Data entries
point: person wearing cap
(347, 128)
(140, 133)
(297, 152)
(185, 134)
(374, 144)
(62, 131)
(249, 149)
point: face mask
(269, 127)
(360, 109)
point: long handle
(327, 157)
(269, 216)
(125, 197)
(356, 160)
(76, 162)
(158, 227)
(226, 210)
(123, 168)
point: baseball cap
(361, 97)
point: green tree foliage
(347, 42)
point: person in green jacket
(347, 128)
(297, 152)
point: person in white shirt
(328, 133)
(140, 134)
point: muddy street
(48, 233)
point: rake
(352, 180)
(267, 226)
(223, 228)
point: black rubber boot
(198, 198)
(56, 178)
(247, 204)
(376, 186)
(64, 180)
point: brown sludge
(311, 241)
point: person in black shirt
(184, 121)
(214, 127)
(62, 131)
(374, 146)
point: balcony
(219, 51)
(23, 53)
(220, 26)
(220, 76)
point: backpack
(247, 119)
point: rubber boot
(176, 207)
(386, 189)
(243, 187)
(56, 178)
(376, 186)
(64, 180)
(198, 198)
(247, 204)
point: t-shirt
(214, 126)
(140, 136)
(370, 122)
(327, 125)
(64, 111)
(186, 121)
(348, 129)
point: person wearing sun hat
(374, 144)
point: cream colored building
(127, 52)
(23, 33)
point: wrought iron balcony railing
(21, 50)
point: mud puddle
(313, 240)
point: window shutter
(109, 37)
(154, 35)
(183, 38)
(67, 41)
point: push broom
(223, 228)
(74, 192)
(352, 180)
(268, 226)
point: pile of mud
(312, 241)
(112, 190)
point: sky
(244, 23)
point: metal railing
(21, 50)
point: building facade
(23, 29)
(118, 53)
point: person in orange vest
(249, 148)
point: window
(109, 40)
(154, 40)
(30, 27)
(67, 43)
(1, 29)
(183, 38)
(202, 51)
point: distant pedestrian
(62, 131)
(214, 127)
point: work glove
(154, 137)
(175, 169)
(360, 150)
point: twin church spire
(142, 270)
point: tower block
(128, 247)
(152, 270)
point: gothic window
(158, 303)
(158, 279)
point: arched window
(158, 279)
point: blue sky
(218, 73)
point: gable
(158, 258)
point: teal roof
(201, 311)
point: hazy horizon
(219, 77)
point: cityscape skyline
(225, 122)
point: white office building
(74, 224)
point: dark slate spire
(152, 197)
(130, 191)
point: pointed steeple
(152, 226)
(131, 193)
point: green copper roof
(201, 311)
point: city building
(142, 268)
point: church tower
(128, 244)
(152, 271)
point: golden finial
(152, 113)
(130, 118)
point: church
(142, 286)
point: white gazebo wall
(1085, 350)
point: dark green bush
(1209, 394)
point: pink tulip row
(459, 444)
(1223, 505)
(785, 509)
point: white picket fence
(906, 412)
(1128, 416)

_Task brief_. Please return, exactly as written, the line containing "point: person in orange vest" and every line after it through the end of the records above, and nothing else.

_Exercise output_.
point: person in orange vest
(249, 148)
point: window
(109, 40)
(154, 40)
(30, 27)
(67, 43)
(1, 29)
(183, 38)
(202, 51)
point: distant pedestrian
(62, 131)
(214, 127)
point: work glove
(154, 137)
(175, 169)
(360, 150)
point: twin church spire
(142, 270)
point: tower block
(128, 247)
(152, 270)
point: gothic window
(158, 303)
(158, 279)
point: arched window
(158, 279)
point: blue sky
(218, 73)
point: gable
(158, 258)
point: teal roof
(201, 311)
point: hazy horizon
(219, 77)
point: cityscape skyline
(225, 122)
point: white office building
(74, 224)
point: dark slate spire
(152, 197)
(130, 191)
point: pointed steeple
(152, 226)
(131, 193)
point: green copper roof
(201, 311)
point: city building
(142, 268)
point: church tower
(128, 244)
(152, 271)
point: golden finial
(152, 113)
(130, 118)
point: church
(142, 286)
point: white gazebo wall
(1085, 350)
point: dark green bush
(1209, 394)
point: pink tulip row
(459, 444)
(1223, 505)
(785, 509)
point: white picket fence
(906, 412)
(1128, 416)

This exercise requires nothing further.